* _WORK INSTRUCTIONS_
Please copy every record exactly as it is written.

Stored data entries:

● ● ● ● ● ● ●

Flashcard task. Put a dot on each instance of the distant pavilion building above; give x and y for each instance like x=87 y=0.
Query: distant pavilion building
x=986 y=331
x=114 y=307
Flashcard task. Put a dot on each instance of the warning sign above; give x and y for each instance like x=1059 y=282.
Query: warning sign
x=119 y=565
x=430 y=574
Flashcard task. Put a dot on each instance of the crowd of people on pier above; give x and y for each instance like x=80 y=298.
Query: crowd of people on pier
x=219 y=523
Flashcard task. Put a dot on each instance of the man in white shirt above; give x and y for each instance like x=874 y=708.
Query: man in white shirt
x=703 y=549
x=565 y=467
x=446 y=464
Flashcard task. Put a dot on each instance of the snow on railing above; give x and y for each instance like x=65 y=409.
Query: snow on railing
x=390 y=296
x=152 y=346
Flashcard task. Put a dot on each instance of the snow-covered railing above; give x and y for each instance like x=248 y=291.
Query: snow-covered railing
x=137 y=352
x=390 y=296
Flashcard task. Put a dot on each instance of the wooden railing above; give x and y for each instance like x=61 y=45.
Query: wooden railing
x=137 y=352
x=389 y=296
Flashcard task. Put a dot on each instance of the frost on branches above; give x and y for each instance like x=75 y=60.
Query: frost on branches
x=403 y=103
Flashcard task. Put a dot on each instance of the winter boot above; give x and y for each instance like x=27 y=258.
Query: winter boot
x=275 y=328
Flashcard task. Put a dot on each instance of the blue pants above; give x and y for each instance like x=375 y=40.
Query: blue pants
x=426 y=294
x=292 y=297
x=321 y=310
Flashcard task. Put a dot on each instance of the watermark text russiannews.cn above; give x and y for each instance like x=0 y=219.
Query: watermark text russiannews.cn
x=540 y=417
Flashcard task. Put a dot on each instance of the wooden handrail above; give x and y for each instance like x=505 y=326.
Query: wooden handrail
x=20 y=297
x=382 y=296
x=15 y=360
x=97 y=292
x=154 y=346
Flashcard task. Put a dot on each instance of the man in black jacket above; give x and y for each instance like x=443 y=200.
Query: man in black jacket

● ● ● ● ● ● ●

* _RESPONSE TO THE EXERCISE_
Flashcard task. Put a dot on each instance of the distant pavilion building above; give x and y for each instance like x=87 y=0.
Query: distant pavilion building
x=986 y=331
x=114 y=307
Flashcard task. Put a dot on each instance of the warning sign above; give x and y for each instance like x=1059 y=282.
Query: warning sign
x=119 y=565
x=430 y=574
Flashcard task. Put a dot on each instance of the crowd of people on pier above; give x and y for each instance like x=80 y=298.
Query: crowd of people on pier
x=219 y=523
Flashcard task. Put a dot on each instance of the man in white shirt above; give x and y for each instance like x=874 y=708.
Query: man in white shirt
x=703 y=549
x=565 y=467
x=446 y=464
Flashcard task. Put a dot on each instance of the snow on railing above; give x and y for each instance like x=65 y=409.
Query: snow on railing
x=390 y=296
x=152 y=346
Flashcard task. Put a dot on each instance of the snow-covered railing above; give x and y for each instance like x=248 y=291.
Query: snow-covered railing
x=137 y=352
x=390 y=296
Flashcard task. Put a dot on each instance of the wooden railing above; give x and y for each instance like x=61 y=45.
Query: wooden railing
x=137 y=352
x=389 y=296
Flashcard task. Put a dot on each instance of the frost on branches above; give x and y for each instance like x=75 y=60.
Query: frost on branches
x=403 y=103
Flashcard task. Put a dot on each instance of the winter boot above; give x and y for each instance like x=27 y=258.
Query: winter boot
x=275 y=328
Flashcard task. Put a dot on each instance of the blue pants above; give x and y for each instance like x=375 y=40.
Query: blue pants
x=426 y=294
x=292 y=297
x=321 y=310
Flashcard task. Put a dot on each instance of the watermark text russiannews.cn above; give x and y for each instance like x=0 y=219.
Query: watermark text russiannews.cn
x=540 y=417
Flashcard task. Put a dot on each instance of the wooden handrail above; give x and y for each instance like x=505 y=326.
Query: wooden handrail
x=20 y=297
x=382 y=296
x=15 y=360
x=97 y=292
x=154 y=346
Flashcard task. Put a dot on each instance of the man in black jacket above; give x and y for each instance like x=443 y=200.
Query: man in black jacket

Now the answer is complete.